— Start MATERIAL —

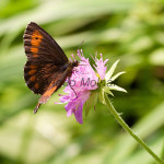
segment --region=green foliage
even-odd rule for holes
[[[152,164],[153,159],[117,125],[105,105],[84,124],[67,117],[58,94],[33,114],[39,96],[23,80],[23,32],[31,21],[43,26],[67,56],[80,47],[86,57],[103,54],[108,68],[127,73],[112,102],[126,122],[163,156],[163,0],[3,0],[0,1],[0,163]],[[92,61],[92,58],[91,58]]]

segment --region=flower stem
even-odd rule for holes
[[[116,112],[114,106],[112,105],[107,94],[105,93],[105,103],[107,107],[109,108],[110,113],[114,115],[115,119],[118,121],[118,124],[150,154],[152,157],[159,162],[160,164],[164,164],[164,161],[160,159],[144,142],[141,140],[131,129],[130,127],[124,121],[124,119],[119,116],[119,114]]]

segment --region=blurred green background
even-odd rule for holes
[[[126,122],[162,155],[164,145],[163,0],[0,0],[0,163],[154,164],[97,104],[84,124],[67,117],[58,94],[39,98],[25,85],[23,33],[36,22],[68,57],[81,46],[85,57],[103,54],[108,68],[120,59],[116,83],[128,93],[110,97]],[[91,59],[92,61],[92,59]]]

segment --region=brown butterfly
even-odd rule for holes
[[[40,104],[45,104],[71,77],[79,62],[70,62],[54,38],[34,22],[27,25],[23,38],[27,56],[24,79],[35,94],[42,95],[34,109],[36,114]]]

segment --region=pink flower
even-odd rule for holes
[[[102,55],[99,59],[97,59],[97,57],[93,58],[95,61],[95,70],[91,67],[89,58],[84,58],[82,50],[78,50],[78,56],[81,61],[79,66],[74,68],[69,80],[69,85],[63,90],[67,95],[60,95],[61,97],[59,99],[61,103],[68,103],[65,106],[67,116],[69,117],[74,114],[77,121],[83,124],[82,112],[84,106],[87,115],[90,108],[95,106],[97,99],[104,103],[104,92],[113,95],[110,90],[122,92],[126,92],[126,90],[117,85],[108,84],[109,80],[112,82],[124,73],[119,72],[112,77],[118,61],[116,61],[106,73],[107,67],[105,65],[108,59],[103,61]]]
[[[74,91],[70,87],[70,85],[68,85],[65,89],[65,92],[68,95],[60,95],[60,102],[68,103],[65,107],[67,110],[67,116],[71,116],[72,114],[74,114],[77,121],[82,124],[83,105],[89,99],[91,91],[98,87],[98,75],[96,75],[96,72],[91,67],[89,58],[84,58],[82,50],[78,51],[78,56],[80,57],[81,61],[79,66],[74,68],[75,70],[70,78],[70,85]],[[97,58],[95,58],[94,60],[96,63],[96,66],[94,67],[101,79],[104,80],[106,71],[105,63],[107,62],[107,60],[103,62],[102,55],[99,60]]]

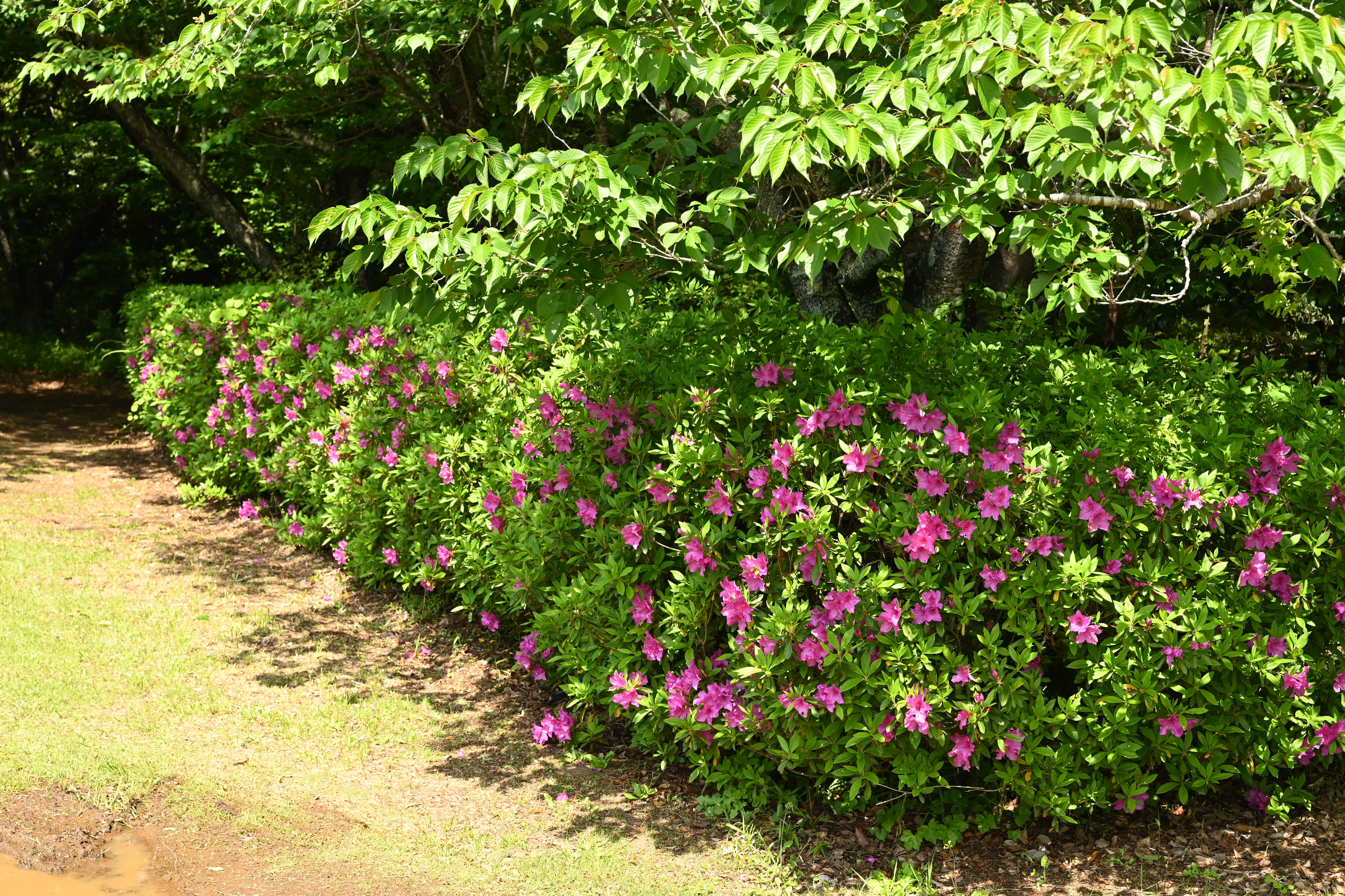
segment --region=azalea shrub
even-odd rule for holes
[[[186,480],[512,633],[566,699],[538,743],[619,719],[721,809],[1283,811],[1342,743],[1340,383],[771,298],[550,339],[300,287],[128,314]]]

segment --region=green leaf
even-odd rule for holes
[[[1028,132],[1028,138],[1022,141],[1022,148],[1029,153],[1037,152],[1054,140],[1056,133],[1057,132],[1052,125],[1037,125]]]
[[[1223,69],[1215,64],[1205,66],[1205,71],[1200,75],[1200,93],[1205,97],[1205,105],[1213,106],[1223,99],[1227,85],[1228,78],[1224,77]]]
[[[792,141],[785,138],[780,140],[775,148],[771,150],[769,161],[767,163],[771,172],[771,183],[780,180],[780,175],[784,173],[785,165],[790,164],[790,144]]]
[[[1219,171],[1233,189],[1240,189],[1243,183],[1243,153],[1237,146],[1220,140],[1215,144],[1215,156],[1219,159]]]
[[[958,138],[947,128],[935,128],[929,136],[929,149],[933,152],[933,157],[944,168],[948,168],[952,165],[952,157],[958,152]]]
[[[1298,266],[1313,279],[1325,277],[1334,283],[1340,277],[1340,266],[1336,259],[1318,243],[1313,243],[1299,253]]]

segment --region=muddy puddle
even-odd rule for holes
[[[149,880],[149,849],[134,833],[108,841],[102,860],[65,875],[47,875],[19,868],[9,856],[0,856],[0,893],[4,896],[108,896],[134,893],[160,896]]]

— End MATERIAL —

▶ **DIRECTION**:
Without the pictures, restate all of the entries above verbatim.

▶ **THE ANSWER**:
segment --region=green foliage
even-odd rule for holes
[[[152,164],[153,159],[117,125],[105,105],[84,124],[67,117],[58,94],[33,114],[39,96],[23,80],[23,32],[31,21],[43,26],[67,56],[80,47],[86,57],[103,54],[108,68],[127,73],[112,102],[126,122],[163,156],[163,0],[3,0],[0,1],[0,163]],[[92,61],[92,58],[91,58]]]

segment --region=flower stem
even-odd rule for holes
[[[116,112],[114,106],[112,105],[107,94],[105,93],[105,103],[107,107],[109,108],[110,113],[114,115],[115,119],[118,121],[118,124],[150,154],[152,157],[159,162],[160,164],[164,164],[164,161],[160,159],[144,142],[141,140],[131,129],[130,127],[124,121],[124,119],[119,116],[119,114]]]

segment --region=blurred green background
even-odd rule for holes
[[[126,122],[162,155],[164,145],[163,0],[0,0],[0,163],[154,164],[97,104],[84,124],[67,117],[58,94],[39,98],[25,85],[23,33],[36,22],[68,57],[81,46],[85,57],[103,54],[108,68],[120,59],[116,83],[128,93],[110,97]],[[91,59],[92,61],[92,59]]]

segment --region=brown butterfly
even-odd rule for holes
[[[40,104],[45,104],[71,77],[79,62],[70,62],[54,38],[34,22],[27,25],[23,38],[27,56],[24,79],[35,94],[42,95],[34,109],[36,114]]]

segment --region=pink flower
even-odd rule for holes
[[[102,55],[99,59],[97,59],[97,57],[93,58],[95,61],[95,70],[91,67],[89,58],[84,58],[82,50],[78,50],[78,56],[81,61],[79,66],[74,68],[69,80],[69,85],[63,90],[67,95],[60,95],[61,97],[59,99],[61,103],[68,103],[65,106],[67,116],[69,117],[74,114],[77,121],[83,124],[82,112],[84,106],[87,115],[90,108],[95,106],[97,99],[104,103],[104,92],[113,95],[110,90],[122,92],[126,92],[126,90],[117,85],[108,84],[109,80],[112,82],[124,73],[119,72],[112,77],[118,61],[116,61],[106,73],[107,67],[105,65],[108,59],[103,61]]]
[[[74,91],[70,87],[70,85],[68,85],[65,89],[65,92],[68,95],[60,95],[60,102],[68,103],[65,107],[67,110],[67,116],[71,116],[72,114],[74,114],[77,121],[82,124],[83,105],[89,99],[91,91],[98,87],[98,75],[96,75],[96,72],[91,67],[89,58],[84,58],[82,50],[78,51],[78,56],[80,57],[81,61],[79,66],[74,68],[75,70],[70,78],[70,85]],[[97,58],[95,58],[94,60],[96,63],[96,66],[94,67],[101,79],[104,80],[106,71],[105,63],[107,62],[107,60],[103,62],[102,55],[99,60]]]

segment --region=azalea shrub
even-odd rule for holes
[[[186,480],[512,633],[566,699],[538,743],[619,719],[721,809],[1283,811],[1342,743],[1340,383],[771,298],[550,339],[300,287],[128,314]]]

segment --region=green leaf
even-odd rule for holes
[[[1028,132],[1028,138],[1022,141],[1022,148],[1029,153],[1037,152],[1054,140],[1056,133],[1057,132],[1052,125],[1037,125]]]
[[[1223,69],[1215,64],[1205,66],[1205,71],[1200,75],[1200,93],[1205,97],[1205,105],[1213,106],[1223,99],[1227,85],[1228,78],[1224,77]]]
[[[792,141],[785,138],[780,140],[775,148],[771,150],[769,161],[767,163],[771,172],[771,183],[780,180],[780,175],[784,173],[785,165],[790,164],[790,144]]]
[[[1219,171],[1233,189],[1240,189],[1243,183],[1243,153],[1237,146],[1220,140],[1215,144],[1215,156],[1219,159]]]
[[[958,138],[947,128],[935,128],[929,136],[929,149],[933,152],[933,157],[944,168],[948,168],[952,165],[952,157],[958,152]]]
[[[1298,266],[1313,279],[1325,277],[1334,283],[1340,277],[1340,266],[1336,259],[1318,243],[1313,243],[1299,253]]]

segment --region=muddy puddle
even-odd rule for holes
[[[149,880],[149,849],[134,833],[108,841],[102,860],[65,875],[47,875],[19,868],[9,856],[0,856],[0,893],[4,896],[108,896],[134,893],[160,896]]]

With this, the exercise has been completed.